> **PASSAGE SHOWN**
☆ ☆ ☆
Valheim (PC game)

Actually (and I’m almost apologizing for doing a “well actually”):
Valheim was written by Iron Gate AB
Deep Rock Galactic was written by Ghost Ship Games
Satisfactory was written by Coffee Stain Studios

All were published by Coffee Stain Publishing. The Coffee Stain mark is really prominent in the startup sequence and a trifle deceptive for that reason.

Yes, that’s what I was trying to say. I didn’t mean they were from the same dev team.

Clearly then, Miller, you are possessed of good taste and excellent discernment.

We’ve liked all three games, but two of them failed to engage my wife or I.

Satisfactory didn’t have adequate “build a pretty base” stuff to engage her. Deep Rock Galactic’s heavy gunner felt like he was firing a peashooter and my pals who’d join have the tactical awarenss of a Disney fictional lemming, so the experience was swiftly frustrating.

Valheim? We’ve gotten a lot of mileage out of it, and I’ve put the brakes on playing until there’s more content so we don’t collectively burn out. But we were about ready to track down the boss of the plains zone.

Satisfactory never grabbed my wife too hard (she likes to build nice things, doesn’t care for optimized delivery routes), Deep Rock Galactic didn’t engage me because

Will I get a mod warning if I flame myself for posting without giving it a once over? Because I richly deserve it.

I’ve been playing a lot of Valheim. I’m solo, and I’m a cheater.

When I first prepped for the swamp zone, I got my gear as good as I could get it from the Black Forest. I loaded up enough gear to form a gate once I found a swamp, and I went exploring.

And exploring.

And exploring.

Well more than an hour later, having run like a fool everywhere I could think of, I finally found a website that lets you plug in your world seed and get a map. Turns out that my initial landmass didn’t have any swamps. So I went to the northern tip, built a boat, and slowly made my way across the ocean to the swamp. Hopped off the boat, ready to build a table and a portal–

–and got swarmed by a half dozen new monsters that tore me the fuck apart.
☆ ☆ ☆
> **EXERCISES**
1. In the Valheim thread, which company published all three games?
2. Reproduce the Valheim thread between "Valheim (PC game)" and "same dev team.", inclusive.
3. Carry on the Valheim thread, starting after its final sentence.

> **GIVEN RECORDS**
☆ ☆ ☆
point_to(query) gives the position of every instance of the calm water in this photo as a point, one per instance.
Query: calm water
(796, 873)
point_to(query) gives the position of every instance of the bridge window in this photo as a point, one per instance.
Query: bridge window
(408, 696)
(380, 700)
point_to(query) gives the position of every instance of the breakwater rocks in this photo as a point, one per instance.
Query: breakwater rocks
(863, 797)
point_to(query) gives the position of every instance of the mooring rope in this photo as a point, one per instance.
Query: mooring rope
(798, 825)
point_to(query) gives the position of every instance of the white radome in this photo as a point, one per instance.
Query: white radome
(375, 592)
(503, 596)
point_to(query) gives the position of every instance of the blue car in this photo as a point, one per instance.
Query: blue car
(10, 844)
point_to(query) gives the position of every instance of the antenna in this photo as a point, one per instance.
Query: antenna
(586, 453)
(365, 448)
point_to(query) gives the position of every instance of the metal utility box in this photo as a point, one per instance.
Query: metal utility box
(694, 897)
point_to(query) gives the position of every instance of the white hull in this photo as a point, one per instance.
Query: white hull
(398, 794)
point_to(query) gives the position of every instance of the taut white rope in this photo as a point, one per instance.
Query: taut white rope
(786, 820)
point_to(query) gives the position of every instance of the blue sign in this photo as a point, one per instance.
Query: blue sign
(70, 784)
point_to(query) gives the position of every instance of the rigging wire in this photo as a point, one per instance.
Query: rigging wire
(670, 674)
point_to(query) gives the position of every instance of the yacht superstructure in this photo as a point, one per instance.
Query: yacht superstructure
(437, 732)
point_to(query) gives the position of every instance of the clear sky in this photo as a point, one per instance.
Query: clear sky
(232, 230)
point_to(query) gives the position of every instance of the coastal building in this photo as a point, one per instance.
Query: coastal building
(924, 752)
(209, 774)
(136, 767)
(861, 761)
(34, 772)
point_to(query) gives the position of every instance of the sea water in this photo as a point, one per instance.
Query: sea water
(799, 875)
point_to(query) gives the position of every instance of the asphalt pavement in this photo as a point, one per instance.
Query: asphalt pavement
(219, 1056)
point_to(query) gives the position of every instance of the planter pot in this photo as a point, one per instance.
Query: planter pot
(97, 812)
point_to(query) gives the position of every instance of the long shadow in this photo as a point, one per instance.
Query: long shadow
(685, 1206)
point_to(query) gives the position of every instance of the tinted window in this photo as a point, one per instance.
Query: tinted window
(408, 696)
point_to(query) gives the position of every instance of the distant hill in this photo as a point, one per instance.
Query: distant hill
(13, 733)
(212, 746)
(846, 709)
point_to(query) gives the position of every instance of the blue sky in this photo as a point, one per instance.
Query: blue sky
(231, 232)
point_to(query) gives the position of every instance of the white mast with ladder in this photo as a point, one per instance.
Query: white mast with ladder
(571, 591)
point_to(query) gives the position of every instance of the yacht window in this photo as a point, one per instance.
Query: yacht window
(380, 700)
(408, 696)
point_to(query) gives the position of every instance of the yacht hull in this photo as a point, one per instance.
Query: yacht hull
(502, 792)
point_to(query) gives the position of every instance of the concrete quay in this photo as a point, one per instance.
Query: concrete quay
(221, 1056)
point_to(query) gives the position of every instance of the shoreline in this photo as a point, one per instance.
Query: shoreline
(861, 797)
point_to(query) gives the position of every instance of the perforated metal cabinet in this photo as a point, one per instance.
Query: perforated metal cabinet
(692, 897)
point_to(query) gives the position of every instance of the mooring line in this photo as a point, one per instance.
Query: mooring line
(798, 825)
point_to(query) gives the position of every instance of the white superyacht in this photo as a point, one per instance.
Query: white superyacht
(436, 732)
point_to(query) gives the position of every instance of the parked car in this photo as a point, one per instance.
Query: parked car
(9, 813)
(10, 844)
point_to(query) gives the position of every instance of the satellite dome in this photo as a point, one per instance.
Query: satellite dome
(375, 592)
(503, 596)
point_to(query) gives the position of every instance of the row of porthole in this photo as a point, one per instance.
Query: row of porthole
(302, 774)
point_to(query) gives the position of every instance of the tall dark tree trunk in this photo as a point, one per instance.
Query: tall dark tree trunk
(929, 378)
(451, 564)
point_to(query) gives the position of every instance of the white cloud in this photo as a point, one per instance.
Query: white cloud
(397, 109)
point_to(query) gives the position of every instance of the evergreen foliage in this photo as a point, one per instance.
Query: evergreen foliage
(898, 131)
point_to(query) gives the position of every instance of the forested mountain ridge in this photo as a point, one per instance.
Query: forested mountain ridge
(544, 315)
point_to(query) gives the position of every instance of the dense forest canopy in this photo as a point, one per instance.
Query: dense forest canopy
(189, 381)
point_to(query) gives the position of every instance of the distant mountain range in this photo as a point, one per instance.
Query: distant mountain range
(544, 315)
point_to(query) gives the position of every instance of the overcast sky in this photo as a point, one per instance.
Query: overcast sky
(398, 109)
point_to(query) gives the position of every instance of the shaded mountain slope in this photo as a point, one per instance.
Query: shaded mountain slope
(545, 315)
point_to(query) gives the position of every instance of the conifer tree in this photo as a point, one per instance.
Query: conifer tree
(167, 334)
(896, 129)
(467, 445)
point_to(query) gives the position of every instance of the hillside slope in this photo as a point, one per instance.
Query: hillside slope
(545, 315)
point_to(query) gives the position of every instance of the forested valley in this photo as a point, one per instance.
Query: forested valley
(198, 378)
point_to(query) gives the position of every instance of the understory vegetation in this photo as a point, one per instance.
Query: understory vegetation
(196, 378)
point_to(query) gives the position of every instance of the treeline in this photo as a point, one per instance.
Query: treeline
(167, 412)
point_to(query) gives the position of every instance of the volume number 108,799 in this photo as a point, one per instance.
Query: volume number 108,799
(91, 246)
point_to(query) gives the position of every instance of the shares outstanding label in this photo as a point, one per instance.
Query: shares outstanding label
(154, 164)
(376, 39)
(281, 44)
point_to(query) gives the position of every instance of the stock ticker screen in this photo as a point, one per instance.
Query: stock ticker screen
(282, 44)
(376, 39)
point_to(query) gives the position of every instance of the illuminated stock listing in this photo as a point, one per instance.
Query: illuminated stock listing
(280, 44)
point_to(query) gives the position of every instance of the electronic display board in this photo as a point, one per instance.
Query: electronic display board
☆ ☆ ☆
> **IN RESPONSE**
1. Coffee Stain Publishing

2.
Valheim (PC game)

Actually (and I’m almost apologizing for doing a “well actually”):
Valheim was written by Iron Gate AB
Deep Rock Galactic was written by Ghost Ship Games
Satisfactory was written by Coffee Stain Studios

All were published by Coffee Stain Publishing. The Coffee Stain mark is really prominent in the startup sequence and a trifle deceptive for that reason.

Yes, that’s what I was trying to say. I didn’t mean they were from the same dev team.

3.
So I spent 20 or 30 minutes loading up with my second-best gear and some food, returning to the launch point, building a raft (all I could afford by now), and piddling my way across to the swamp. Knowing what to expect, I landed and ran away–and got chased down and murdered a second time.

Ragequit, go to bed, consider that there might be cheat codes.

A fly command and a god command later, and I’d recovered my belongings and built a new outpost in a convenient meadow near the swamp’s edge, and continued with the game.

Since then, I’ve used God judiciously: if I’ve died 2-3 times in a given place, I’ll God it up just in order to recover my loot and give myself some breathing room, then take it off. I also used it to get past Bone Mass, because there’s no way I was good enough to solo that beast.

The death penalty in this game is brutal, and I hope that they consider softening it, or at least having a softened option. (e.g., give you invisibility until you recover your body, plus 10 seconds, or something like that). It’s crazy fun planting carrots and exploring and fighting on-level monsters, but goddamn there are some moments that make solo play damn near impossible.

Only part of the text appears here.